Música: I Say a Little Prayer, de Aretha Franklin
Juego: Civilization, de Kevin Wilson
A finales de mayo llegué al Hospital Nacional de Parapléjicos de Toledo en ambulancia, pero cargado de ilusiones y expectativas. Entre el fin de semana, mi fiebre y lo que tardaron en adaptar mi medicación, me dejaron varios días en cama. Cuando por fin me pusieron en movimiento, descubrí que antes de echarme a una silla de ruedas debía superar la prueba del «plano inclinado»: me tumbaban en una camilla que iban inclinando progresivamente; el objetivo era aguantar veinte minutos sin mareos en un determinado ángulo.
Lo que para una persona normal es algo muy sencillo, para alguien con una lesión medular alta, para el que los mareos son algo tan cotidiano como el agua para los peces, puede convertirse en una pesadilla, máxime cuando llevas más de dos meses tumbado.
Y allí estaba yo, todo el día en la cama, esperando que llegara el gran momento en el que llevaban mi cama al gimnasio y me trasladaban a la camilla, que comenzaban a inclinar. Llegado un punto no muy avanzado, comenzaba a marearme, pero yo siempre me lo callaba para intentar superar la prueba y comenzar la verdadera rehabilitación.
Meses después, mi fisioterapeuta de entonces se reía de mí recordando aquellos episodios en los que ella me preguntaba si estaba mareado y yo, con la cara pálida de un cadáver y los labios amoratados, respondía «No, qué va». Ella inexorablemente bajaba la inclinación ante mis airadas protestas: «¿Por qué lo bajas? No estaba mareado», explotaba yo mintiendo ante sus risas. Y me tocaba volver a la habitación y esperar otras 24 horas.

§ Lo que harás
1 > Según el fragmento, ¿cuánto tiempo había que aguantar sin mareos en la prueba del «plano inclinado»?
2 > Resume el fragmento en dos oraciones.
3 > Extrae del fragmento, sin cambiar nada, el pasaje que empieza con "Lo que para" y sigue hasta "dos meses tumbado.".
Responde basándote únicamente en el fragmento.

§ Datos proporcionados
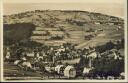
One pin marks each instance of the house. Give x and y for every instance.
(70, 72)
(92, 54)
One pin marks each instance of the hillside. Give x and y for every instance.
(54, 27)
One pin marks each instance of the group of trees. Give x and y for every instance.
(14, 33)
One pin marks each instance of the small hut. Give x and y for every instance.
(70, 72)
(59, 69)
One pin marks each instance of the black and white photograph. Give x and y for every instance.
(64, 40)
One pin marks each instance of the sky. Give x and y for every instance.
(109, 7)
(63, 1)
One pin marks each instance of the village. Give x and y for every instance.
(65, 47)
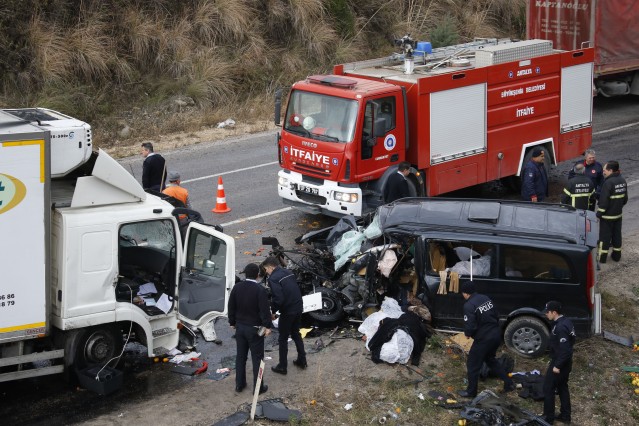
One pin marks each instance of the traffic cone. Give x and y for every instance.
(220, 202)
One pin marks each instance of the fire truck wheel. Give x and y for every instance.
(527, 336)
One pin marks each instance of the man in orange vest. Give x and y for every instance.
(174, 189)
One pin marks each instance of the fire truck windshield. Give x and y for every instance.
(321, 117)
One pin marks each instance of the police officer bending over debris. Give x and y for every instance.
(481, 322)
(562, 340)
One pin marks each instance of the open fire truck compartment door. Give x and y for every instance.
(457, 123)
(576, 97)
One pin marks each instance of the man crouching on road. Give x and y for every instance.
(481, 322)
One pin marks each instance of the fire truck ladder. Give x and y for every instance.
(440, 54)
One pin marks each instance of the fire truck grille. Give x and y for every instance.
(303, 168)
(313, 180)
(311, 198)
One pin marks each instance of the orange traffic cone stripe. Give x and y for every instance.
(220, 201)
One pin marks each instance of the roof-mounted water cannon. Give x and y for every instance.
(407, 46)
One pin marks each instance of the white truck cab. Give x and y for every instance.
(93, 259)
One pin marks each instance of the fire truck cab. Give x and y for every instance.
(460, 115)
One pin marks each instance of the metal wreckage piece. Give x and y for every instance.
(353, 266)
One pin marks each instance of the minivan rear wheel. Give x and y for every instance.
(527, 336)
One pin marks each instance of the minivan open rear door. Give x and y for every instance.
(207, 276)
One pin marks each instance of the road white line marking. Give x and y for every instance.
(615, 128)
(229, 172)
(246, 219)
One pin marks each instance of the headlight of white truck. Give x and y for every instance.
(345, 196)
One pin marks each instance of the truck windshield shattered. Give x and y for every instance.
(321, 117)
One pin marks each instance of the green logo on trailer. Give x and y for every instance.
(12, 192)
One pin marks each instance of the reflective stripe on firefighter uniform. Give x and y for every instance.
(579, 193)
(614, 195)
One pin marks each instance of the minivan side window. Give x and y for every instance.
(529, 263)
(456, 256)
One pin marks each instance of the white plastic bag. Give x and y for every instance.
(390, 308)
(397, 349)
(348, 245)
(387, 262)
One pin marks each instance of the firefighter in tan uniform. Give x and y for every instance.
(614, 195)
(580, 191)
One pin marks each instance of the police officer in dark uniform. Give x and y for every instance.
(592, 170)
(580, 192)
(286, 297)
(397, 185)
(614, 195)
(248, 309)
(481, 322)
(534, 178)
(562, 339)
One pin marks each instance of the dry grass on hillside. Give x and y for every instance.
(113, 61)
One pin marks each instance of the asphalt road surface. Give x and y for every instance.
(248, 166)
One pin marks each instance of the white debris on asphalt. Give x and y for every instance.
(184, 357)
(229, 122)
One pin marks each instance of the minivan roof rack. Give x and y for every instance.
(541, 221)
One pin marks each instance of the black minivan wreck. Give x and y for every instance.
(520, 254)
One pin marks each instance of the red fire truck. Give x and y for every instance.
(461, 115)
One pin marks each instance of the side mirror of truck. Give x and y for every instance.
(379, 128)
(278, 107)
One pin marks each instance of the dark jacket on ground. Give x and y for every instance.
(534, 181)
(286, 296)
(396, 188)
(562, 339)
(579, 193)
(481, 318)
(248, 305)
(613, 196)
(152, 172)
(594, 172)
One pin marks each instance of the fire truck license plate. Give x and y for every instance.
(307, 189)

--

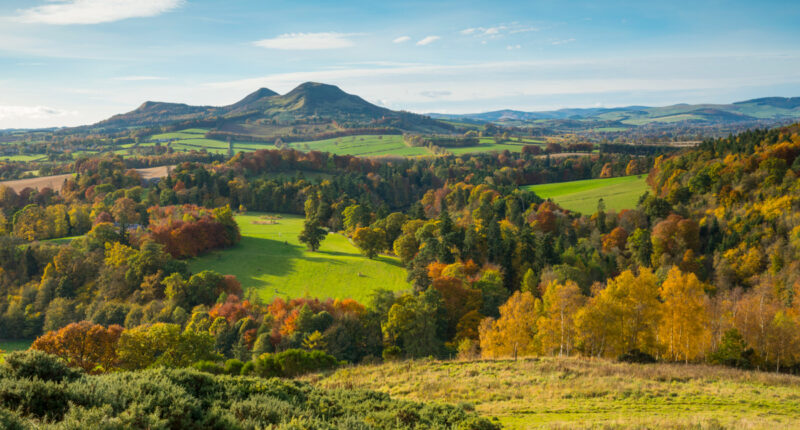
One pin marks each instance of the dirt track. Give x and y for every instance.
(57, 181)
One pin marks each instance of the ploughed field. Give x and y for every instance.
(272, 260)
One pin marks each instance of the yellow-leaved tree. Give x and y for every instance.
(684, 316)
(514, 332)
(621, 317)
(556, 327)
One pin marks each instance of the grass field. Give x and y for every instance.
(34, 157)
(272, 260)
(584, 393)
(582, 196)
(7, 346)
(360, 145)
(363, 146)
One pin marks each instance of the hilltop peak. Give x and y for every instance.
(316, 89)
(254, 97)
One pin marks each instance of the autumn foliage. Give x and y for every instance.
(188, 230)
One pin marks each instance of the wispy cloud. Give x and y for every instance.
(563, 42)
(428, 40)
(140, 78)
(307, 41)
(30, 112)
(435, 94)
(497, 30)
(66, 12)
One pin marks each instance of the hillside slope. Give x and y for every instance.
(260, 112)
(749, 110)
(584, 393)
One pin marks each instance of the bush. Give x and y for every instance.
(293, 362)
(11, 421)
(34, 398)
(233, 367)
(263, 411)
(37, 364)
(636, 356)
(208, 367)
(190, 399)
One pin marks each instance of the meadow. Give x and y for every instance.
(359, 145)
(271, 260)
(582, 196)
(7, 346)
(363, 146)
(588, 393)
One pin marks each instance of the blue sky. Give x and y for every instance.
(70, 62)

§ Soluciones del ejercicio
1 > Veinte minutos.

2 > Tras la llegada en ambulancia al Hospital Nacional de Parapléjicos de Toledo, había que superar la prueba del «plano inclinado» antes de pasar a una silla de ruedas: aguantar veinte minutos sin mareos en una camilla que se iba inclinando. Quien narra callaba sus mareos para empezar la rehabilitación, pero la fisioterapeuta bajaba la inclinación entre sus protestas y tocaba esperar otras 24 horas.

3 >
Lo que para una persona normal es algo muy sencillo, para alguien con una lesión medular alta, para el que los mareos son algo tan cotidiano como el agua para los peces, puede convertirse en una pesadilla, máxime cuando llevas más de dos meses tumbado.